Document excerpt:
Not surprisingly, given her links to Lord Morley, Mary was closest to Lady Shelton’s daughter-in-law, Margaret Parker, for example standing as godmother for her child in October 1537 and making her a gift of clothing in January of the following year.30 The gift of a bottle of wine delivered to the princess in June 1543 by ‘Mr Shelton’s servant’ is also likely to have come from his wife.31 There is clear affection for Lady Shelton, however, who gave the princess the rich gift of two cushion covers garnished with gold and silk at New Year 1543.32 Clearly, Princess Mary did not bear a grudge against the Shelton family, suggesting that they at least always treated her fairly during Anne Boleyn’s time as queen, something that seems to have infuriated Lady Shelton’s niece.

There is contemporary evidence that Lady Shelton, while prepared to enforce her niece’s orders, was not prepared to enforce them with malice. In February 1534 Chapuys recorded that Mary was being kept with very little to wear, forcing her to send to her father to request funds. At the same time she requested permission to hear mass in the local church, something which was refused her due to the cheers that she received whenever she was seen by the local population.33 While Lady Shelton was in charge of day-to-day decisions in relation to Mary, she was kept under close scrutiny by other members of the family, with the Duke of Norfolk and her nephew, George Boleyn, summoning her to them to berate her for treating Mary ‘with too great kindness and regard, when she ought to deal with her as a regular bastard that she was’. To this Lady Shelton replied that ‘even if it were so, and that she was the bastard daughter of a poor gentleman, her kindness, her modesty, and her virtues called forth all respect and honour’.

Lady Shelton was forced to spend a great deal of time with her young charge: in March 1534, when Mary refused to travel with the household to a new residence she was forcibly placed in a carriage with Lady Shelton for what must have been a very uncomfortable journey for them both.34 Matters were certainly tense. When, in April 1534, Anne and Henry came to visit Elizabeth, they ordered that Mary be kept in her room with an armed guard at the door.35 The royal couple doubtless had some strong words for Lady Shelton about how they expected her to make Mary behave since she appears to have taken this out on the girl, informing her that ‘the king, her father no longer cared whether she renounced her title willingly or not, since by the last statute she had been declared illegitimate and incapable of inheriting, and that if she were in his (the king’s) place she would kick her (the Princess) out of the king’s house for her disobedience’. Lady Shelton took this harsh line in an attempt to make Mary comply, something that would both make her life easier as governess and protect Mary, given that the king had reportedly threatened her with execution if she would not obey.

Data listing:
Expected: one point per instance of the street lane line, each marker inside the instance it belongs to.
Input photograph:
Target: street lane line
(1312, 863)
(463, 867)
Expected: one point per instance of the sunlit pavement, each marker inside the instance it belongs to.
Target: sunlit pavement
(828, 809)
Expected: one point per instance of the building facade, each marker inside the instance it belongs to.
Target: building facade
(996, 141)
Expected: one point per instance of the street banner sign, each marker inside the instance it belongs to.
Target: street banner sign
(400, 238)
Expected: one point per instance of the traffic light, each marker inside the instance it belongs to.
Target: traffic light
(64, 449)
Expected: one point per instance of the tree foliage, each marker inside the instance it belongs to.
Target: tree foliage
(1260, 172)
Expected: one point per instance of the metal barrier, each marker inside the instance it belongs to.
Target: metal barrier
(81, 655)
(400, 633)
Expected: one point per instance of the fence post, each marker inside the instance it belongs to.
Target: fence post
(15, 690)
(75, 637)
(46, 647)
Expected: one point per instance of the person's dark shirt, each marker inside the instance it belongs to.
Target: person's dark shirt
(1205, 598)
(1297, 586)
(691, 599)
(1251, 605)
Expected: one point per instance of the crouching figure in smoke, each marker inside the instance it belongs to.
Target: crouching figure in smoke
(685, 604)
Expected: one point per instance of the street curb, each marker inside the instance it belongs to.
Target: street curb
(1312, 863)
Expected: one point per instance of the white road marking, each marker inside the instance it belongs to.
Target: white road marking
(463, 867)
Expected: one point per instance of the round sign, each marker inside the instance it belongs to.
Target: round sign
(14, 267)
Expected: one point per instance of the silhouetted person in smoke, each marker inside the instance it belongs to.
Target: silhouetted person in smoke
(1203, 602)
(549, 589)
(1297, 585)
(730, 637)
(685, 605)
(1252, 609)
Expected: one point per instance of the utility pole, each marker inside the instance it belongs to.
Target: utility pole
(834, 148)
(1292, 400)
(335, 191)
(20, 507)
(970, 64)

Required actions:
- A) List each month of 1534 named in the passage on Lady Shelton and Princess Mary, with the event it records for that month.
- B) Answer these questions using the passage on Lady Shelton and Princess Mary:
(i) In what month and year did Mary stand as godmother for Margaret Parker's child?
(ii) Why was Mary refused permission to hear mass in the local church?
(iii) What gift did Lady Shelton give the princess at New Year 1543?
The data has no connection to the passage on Lady Shelton and Princess Mary.

Solutions for each task:
- A)
February 1534: Chapuys recorded that Mary was kept with very little to wear and was refused permission to hear mass in the local church.
March 1534: Mary refused to travel with the household to a new residence and was forcibly placed in a carriage with Lady Shelton.
April 1534: Anne and Henry visited Elizabeth and ordered that Mary be kept in her room with an armed guard at the door.

- B)
(i) October 1537.
(ii) She was refused because of the cheers she received whenever the local population saw her.
(iii) Two cushion covers garnished with gold and silk.